▸ Selected excerpt
Tuesday, February 15, 2005

A Different Perspective on the Ward Churchill Affair

The Chronicle of Higher Education has a nice summary of l'affaire Churchill, which prompts me to break my silence about the whole business.

Churchill's right to speak has its defenders among conservatives and libertarians (e.g., Stephen Bainbridge, Eugene Volokh, and FIRE). I agree fully that Churchill's right to speak shouldn't be abridged, though he must be prepared to pay the consequences of outrage, ostracism, and unbridled criticism for his assertion that those killed in the World Trade Center were not innocent civilians but "little Eichmanns."

But the cancellation of a speaking engagement at a university isn't an abridgment of speech. Neither Churchill nor anyone else has a right to speak on private property unless he is invited to do so. A university, after all, has the right to decide whom to invite and whom not to invite as a speaker. Suppose that instead of inviting Churchill to speak at Hamilton College, the Kirkland Project had invited a speaker who might actually have enlightened the student body with some facts instead of hateful opinion.* The world would be no wiser -- and the students of Hamilton would be better off in the bargain.

▸ Exercise instructions
1/ According to the Ward Churchill post, why isn't canceling a university speaking engagement an abridgment of speech? Answer in one to three sentences.
2/ Carry on the Ward Churchill post from its last sentence, keeping the writer's voice and argument.
The data that follows comes from a different source than the text above.

▸ Recorded information
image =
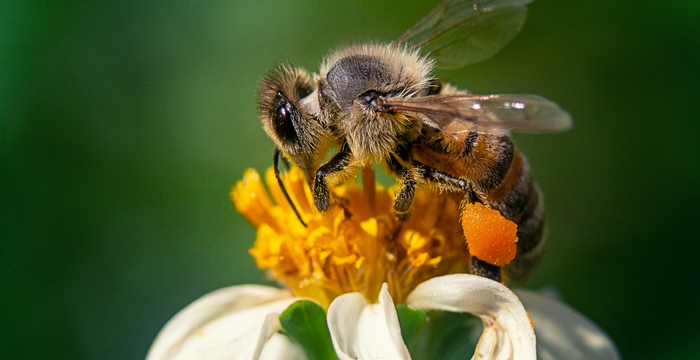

▸ In response
1/ No one has a right to speak on private property unless invited. A university has the right to decide whom to invite and whom not to invite as a speaker.

2/
The real issue in this whole, overblown affair isn't Churchill's freedom of speech, which hasn't been abridged in the least. (He can stand in the middle of downtown Clinton, New York (the home of Hamilton College), and exercise his freedom of speech -- with police protection -- if feels compelled to do so.) The real issue is the university's right to decide how best to educate its students. Hamilton College was about to execute a bad decision and expose its students to a "professor" who has seems to have nothing to offer but vile opinions. Fortunately for the students, Hamilton's administration came to its senses. As William Klinkner, an associate professor of government at Hamilton, puts it:
"Colleges, if they choose to be a marketplace of ideas, have to be willing to bring in people who say pretty repugnant things." Nevertheless, he adds, "If I want to have someone come to class to talk about problems with the Treaty of Versailles, I don't have to bring in a Nazi."
Precisely. Educators are paid not only to educate but also to educate well. Perhaps the Churchill affair will serve as a reminder that gratuitous titillation isn't education.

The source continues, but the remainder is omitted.